The attacks are part of the insurgency's strategy of targeting Afghan government and security officials, and raise questions about Afghan security forces' ability to take on the Taliban by themselves after NATO withdraws its combat forces.
The U.S.-led coalition has said it has made significant gains in curtailing the Taliban's strength.
The coalition's push in the south of the country, the Taliban's traditional stronghold, has to a degree lessened the violence. But it has also pushed them to other parts of the country where attacks had been less common.
In the eastern province of Nangarhar's Behsud district, a combined Afghan and NATO force killed one Afghan and wounded another during an operation targeting a Taliban facilitator who provided logistical support and weapons to insurgents in the area, NATO said in a statement Monday. Two suspected insurgents were detained. The statement didn't make clear whether the man killed was a suspected insurgent.

**Exercises to complete**
• A. Repeat the part of the Taliban insurgency passage that opens with the words containing "The U.S.-led coalition" and closes with "been less common.".
• B. Please carry on the Taliban insurgency passage past its final sentence.

**Entries provided**

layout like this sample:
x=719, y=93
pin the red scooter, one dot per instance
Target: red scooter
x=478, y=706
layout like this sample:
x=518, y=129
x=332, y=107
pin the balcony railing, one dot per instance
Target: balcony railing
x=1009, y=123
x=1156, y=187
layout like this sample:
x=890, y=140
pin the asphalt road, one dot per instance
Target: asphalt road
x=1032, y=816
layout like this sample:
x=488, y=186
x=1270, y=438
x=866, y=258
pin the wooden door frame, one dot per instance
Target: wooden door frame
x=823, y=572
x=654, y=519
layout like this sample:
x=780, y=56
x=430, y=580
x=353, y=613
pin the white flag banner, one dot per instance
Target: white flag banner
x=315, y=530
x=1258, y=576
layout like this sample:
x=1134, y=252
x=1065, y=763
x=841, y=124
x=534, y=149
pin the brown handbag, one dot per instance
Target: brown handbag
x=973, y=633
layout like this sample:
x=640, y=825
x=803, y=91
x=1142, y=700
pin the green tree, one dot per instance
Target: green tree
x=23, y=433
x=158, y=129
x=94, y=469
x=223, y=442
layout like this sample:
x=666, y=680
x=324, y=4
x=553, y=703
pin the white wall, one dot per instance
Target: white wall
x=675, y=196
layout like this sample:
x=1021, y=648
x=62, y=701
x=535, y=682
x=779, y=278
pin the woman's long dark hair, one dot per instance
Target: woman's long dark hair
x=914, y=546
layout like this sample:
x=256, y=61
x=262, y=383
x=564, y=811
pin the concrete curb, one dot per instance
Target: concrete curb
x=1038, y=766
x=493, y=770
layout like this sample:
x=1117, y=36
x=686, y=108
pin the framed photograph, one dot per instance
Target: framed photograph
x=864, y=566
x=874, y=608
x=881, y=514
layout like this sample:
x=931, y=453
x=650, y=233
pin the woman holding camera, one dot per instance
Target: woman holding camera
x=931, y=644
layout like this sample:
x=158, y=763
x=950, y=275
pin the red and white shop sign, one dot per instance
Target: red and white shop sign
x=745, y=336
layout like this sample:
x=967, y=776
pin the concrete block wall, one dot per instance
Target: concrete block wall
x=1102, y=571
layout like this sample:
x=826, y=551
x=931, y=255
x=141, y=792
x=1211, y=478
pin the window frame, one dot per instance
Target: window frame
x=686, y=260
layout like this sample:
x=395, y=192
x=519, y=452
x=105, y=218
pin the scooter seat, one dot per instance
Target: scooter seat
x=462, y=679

**The replies**
• A.
The U.S.-led coalition has said it has made significant gains in curtailing the Taliban's strength.
The coalition's push in the south of the country, the Taliban's traditional stronghold, has to a degree lessened the violence. But it has also pushed them to other parts of the country where attacks had been less common.

• B.
Afghanistan's eastern border with Pakistan is a particular source of concern for NATO. The area is rife with militant activity, including the al Qaeda and Taliban-linked Haqqani network that operates from what Afghan and coalition officials say are safe havens in Pakistan.
Also in the east, NATO said an Afghan male was shot dead by a joint coalition-Afghan force after he failed to comply with orders and "displayed hostile intent toward the security force." The incident occurred as the troops were searching for a Haqqani facilitator in Badakshan province's Argo district, NATO said.